- **STATED EXERCISE**: Please copy the material below word for word, leaving the pictures out of your answer.

- **DATA FOR THIS EXERCISE**:
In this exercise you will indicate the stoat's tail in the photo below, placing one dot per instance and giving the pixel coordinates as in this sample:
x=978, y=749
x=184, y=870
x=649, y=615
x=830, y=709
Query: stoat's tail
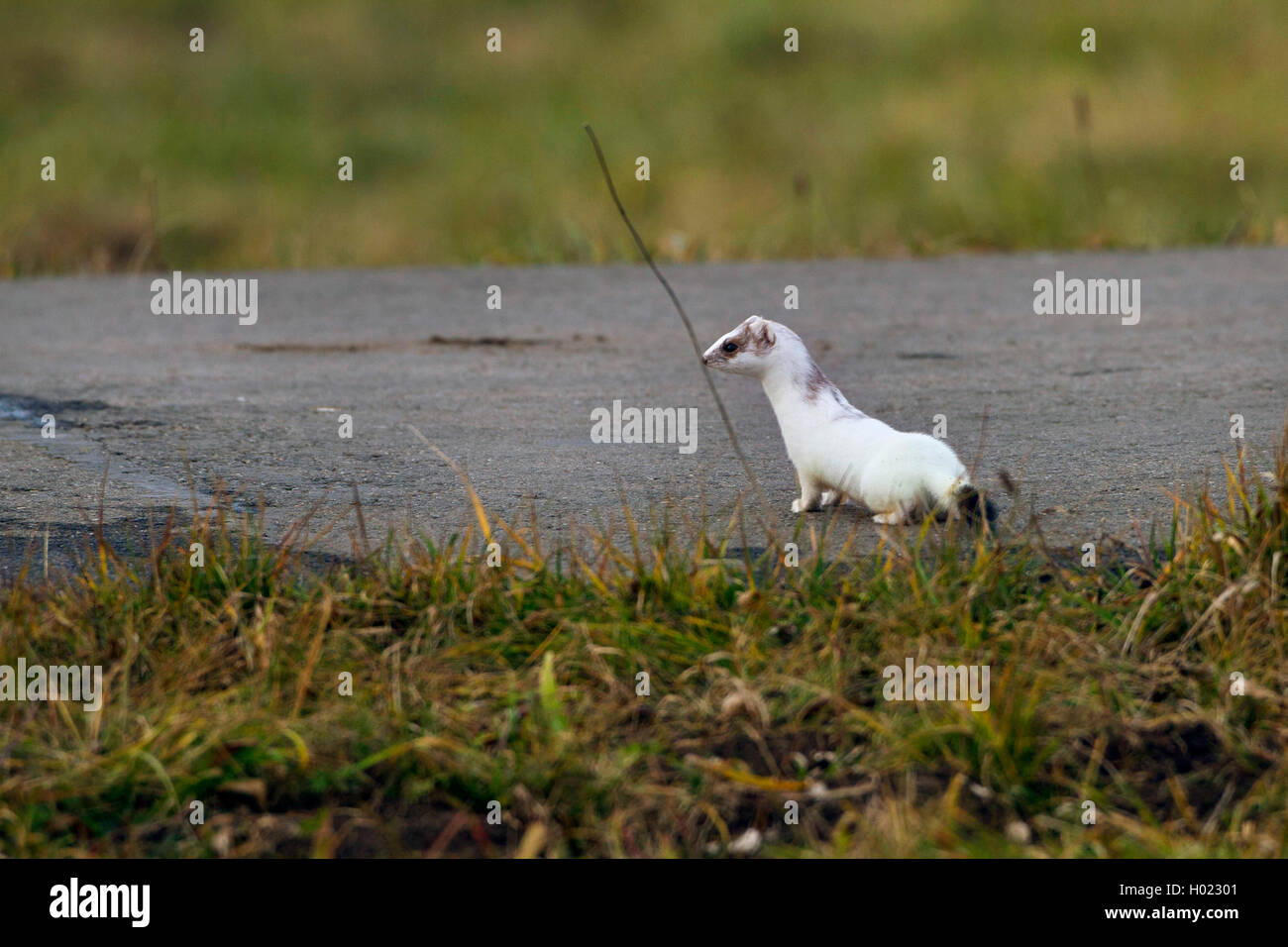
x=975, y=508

- **EXERCISE OUTPUT**:
In this exercise you will indicate the stoat's tail in the photo below, placing one dot per instance and giving the pixel coordinates as in this sample:
x=978, y=749
x=184, y=870
x=649, y=615
x=830, y=709
Query: stoat's tail
x=975, y=508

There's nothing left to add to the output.